**What is asked**
Output the lines below verbatim, starting with the line that contains "Please put a point on the bell tower in" and including every line after it through the final one.

**Data records**
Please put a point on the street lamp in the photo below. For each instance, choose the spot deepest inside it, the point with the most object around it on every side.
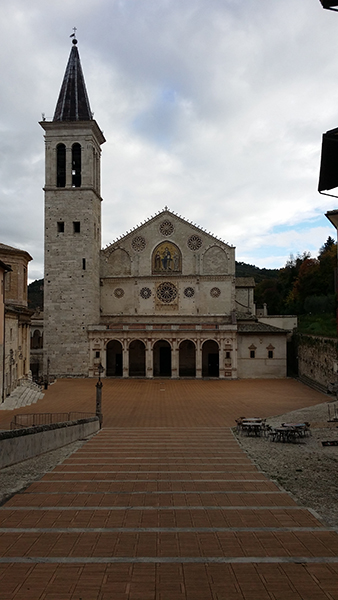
(99, 395)
(329, 5)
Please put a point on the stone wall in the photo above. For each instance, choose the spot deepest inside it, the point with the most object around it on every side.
(21, 444)
(317, 359)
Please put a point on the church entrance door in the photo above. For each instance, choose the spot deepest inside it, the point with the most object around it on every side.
(210, 359)
(114, 365)
(162, 359)
(187, 359)
(137, 359)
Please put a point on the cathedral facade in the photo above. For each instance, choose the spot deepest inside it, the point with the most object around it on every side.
(162, 301)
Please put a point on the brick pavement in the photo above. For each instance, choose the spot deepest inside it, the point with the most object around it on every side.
(163, 504)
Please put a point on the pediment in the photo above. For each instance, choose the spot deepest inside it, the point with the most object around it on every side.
(171, 226)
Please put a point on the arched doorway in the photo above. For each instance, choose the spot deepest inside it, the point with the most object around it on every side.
(137, 359)
(210, 359)
(187, 359)
(114, 364)
(162, 359)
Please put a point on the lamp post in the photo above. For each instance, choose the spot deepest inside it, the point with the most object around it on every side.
(99, 395)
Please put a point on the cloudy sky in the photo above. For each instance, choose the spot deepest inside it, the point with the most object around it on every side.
(214, 108)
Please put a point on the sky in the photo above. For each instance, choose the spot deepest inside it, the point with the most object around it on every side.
(214, 108)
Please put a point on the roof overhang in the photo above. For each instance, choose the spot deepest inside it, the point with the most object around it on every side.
(332, 215)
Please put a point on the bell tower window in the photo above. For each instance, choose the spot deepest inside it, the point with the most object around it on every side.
(76, 165)
(60, 165)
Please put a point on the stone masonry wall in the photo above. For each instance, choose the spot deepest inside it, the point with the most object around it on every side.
(317, 359)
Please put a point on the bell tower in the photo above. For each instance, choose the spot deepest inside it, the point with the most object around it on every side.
(72, 226)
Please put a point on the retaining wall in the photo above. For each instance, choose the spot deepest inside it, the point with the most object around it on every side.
(317, 359)
(20, 444)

**Correct result**
Please put a point on the bell tower in the photo above. For each instance, choose the spot deepest inside it, the point with the most object around it on every side.
(72, 226)
Please put a point on the retaining wall in the photo above. For each instance, choose the spot deepest inside it, the point with the most object around it on every side.
(317, 359)
(20, 444)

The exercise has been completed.